- Your assignment: Please find the number of lines in the material below where the string "locate" occurs, and give only that number.
### Extracted information ###
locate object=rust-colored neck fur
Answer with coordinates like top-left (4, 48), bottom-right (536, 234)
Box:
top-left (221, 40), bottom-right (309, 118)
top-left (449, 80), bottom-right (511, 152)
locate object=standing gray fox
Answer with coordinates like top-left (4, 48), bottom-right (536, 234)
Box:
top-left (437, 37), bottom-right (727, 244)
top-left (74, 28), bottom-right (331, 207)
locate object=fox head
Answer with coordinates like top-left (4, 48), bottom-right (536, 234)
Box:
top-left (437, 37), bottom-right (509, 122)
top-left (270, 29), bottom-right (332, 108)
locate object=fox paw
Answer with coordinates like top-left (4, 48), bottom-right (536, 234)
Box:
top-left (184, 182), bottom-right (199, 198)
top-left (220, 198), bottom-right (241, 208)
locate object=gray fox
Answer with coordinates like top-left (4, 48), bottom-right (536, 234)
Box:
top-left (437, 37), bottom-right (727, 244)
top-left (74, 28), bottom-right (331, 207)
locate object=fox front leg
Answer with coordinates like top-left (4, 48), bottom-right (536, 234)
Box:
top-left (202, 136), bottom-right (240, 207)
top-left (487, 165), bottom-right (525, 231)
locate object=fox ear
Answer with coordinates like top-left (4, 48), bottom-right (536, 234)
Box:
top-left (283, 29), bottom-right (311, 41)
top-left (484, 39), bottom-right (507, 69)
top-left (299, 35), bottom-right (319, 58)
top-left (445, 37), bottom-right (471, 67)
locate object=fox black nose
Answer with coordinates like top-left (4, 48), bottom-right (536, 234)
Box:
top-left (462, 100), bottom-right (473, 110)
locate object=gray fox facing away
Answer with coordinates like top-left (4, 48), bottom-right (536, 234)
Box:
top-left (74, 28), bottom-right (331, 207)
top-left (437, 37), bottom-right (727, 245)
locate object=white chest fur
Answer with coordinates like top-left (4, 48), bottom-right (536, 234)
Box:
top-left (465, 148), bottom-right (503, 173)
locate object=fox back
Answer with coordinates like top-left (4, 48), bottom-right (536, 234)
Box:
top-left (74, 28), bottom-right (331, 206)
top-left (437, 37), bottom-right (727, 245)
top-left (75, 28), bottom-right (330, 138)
###
### Extracted information ###
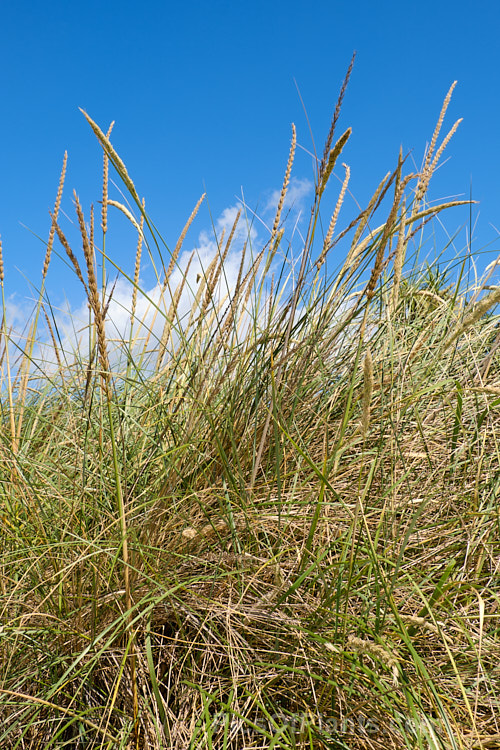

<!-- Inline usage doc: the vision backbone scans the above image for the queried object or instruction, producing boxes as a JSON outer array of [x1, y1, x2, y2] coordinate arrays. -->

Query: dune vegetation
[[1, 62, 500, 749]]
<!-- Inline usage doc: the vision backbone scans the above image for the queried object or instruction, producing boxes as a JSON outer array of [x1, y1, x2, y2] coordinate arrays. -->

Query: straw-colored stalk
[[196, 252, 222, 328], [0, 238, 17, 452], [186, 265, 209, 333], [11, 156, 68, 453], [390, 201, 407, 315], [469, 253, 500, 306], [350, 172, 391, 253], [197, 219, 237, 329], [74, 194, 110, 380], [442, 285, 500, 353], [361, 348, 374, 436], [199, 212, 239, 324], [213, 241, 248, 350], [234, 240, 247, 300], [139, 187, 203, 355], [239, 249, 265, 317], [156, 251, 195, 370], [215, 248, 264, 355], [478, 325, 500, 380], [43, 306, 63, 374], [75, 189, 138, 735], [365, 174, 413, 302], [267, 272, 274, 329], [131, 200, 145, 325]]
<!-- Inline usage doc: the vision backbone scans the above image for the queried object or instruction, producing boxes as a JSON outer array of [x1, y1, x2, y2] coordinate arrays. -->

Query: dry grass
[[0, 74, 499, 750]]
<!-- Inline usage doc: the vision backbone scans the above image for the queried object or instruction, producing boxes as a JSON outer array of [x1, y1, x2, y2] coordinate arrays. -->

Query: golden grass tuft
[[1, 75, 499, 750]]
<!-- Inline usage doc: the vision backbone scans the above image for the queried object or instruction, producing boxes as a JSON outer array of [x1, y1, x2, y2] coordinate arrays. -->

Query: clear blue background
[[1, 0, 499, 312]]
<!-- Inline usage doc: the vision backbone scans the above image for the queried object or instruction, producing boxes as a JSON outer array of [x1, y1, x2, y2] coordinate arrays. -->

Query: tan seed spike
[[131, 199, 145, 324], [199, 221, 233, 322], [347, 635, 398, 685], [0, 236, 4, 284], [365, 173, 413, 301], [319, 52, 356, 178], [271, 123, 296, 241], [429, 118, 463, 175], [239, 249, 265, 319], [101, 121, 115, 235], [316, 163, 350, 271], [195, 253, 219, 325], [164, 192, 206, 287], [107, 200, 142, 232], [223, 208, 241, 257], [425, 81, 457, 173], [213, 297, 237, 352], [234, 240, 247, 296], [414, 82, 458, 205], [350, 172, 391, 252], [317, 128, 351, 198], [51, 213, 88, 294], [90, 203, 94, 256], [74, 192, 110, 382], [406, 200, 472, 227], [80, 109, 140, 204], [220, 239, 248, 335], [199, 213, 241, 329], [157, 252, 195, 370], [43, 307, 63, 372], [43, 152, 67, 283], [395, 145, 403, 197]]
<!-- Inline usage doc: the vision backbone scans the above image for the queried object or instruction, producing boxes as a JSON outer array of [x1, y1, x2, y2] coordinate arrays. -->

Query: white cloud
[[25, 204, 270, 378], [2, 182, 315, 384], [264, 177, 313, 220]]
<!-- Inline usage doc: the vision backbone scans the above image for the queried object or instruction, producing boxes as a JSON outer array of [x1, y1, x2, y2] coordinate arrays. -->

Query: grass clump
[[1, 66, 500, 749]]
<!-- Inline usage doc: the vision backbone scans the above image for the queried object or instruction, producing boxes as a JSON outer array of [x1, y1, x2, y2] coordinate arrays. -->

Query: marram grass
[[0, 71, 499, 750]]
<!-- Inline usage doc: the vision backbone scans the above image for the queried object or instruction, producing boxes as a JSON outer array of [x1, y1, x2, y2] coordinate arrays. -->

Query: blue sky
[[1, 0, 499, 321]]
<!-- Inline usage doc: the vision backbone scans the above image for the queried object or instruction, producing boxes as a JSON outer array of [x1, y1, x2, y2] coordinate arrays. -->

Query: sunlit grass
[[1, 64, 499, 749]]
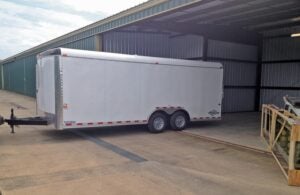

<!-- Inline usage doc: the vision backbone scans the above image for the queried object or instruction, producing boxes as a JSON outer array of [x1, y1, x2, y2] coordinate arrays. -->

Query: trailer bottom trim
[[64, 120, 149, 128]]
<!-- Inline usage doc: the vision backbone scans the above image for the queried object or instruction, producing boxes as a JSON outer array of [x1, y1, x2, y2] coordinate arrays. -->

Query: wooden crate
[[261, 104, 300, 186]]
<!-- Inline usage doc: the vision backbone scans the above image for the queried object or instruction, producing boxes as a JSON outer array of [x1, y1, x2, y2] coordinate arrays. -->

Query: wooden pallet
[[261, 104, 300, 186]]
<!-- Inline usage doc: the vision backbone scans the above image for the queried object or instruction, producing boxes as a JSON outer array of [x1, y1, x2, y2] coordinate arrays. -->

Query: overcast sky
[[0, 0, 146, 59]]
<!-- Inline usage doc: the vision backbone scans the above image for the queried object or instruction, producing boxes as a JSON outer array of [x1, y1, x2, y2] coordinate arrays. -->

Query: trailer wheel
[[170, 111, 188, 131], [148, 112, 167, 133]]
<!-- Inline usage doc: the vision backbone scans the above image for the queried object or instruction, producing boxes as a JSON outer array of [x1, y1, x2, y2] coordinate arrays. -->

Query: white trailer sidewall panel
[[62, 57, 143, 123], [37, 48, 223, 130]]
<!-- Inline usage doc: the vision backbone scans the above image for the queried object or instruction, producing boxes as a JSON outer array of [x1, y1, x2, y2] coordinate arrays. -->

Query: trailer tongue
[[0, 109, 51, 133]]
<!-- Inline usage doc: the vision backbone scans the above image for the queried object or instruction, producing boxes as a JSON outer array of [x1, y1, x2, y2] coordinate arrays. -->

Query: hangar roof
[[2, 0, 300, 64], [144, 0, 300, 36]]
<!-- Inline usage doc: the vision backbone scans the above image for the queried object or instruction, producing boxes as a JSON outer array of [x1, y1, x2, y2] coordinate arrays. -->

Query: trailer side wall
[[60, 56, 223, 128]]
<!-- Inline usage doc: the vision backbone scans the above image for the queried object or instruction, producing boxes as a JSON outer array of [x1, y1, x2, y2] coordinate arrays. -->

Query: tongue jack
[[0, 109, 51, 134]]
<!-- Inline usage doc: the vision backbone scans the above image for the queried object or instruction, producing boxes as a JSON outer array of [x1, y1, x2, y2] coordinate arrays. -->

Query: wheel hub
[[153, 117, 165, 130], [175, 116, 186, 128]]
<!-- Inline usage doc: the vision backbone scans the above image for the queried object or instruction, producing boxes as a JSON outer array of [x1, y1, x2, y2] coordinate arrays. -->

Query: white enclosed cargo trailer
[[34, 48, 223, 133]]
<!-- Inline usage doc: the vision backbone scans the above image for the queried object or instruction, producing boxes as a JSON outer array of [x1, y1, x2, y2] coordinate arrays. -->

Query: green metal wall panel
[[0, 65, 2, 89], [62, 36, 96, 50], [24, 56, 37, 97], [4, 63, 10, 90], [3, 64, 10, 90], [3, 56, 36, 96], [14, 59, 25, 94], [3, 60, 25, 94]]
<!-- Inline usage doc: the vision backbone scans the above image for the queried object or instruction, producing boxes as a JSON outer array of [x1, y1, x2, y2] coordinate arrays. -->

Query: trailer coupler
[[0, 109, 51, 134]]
###
### Extracted information ###
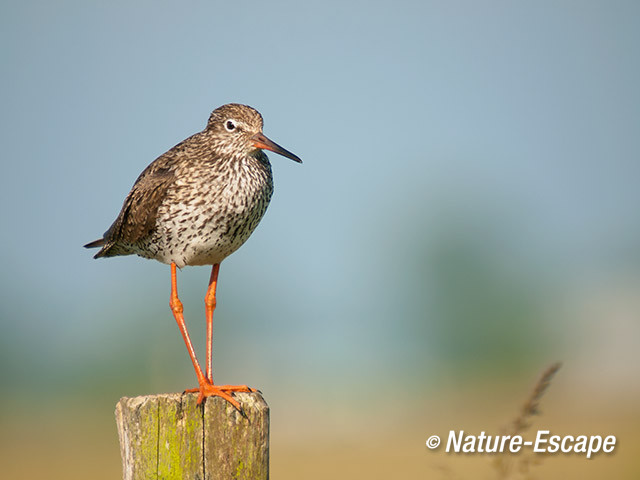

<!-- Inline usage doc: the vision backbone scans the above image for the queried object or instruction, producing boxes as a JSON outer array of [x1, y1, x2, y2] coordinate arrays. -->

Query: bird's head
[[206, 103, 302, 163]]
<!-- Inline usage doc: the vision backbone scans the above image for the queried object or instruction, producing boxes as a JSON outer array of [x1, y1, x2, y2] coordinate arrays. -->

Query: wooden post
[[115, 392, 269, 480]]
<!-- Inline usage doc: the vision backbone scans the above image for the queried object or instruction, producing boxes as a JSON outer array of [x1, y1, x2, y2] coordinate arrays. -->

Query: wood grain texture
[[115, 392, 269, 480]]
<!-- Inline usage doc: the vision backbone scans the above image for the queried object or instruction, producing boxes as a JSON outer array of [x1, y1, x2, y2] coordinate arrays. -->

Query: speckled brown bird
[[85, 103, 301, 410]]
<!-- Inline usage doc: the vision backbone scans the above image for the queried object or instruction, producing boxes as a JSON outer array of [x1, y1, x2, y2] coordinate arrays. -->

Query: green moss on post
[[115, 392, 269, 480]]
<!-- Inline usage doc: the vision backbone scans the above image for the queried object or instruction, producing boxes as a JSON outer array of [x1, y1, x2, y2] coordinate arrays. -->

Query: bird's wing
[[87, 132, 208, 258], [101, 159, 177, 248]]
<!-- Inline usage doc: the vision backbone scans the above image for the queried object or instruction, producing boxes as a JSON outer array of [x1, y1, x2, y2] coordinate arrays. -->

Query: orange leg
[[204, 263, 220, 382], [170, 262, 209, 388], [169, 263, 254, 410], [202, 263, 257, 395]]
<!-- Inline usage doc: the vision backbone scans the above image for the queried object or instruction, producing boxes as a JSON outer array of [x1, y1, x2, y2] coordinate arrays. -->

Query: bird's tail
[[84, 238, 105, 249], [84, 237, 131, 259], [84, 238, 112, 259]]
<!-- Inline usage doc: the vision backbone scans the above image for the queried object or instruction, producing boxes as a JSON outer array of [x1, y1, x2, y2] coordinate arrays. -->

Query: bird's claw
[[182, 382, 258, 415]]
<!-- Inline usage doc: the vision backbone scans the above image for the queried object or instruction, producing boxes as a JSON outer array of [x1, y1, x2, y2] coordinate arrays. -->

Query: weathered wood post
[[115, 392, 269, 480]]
###
- Exercise response: 11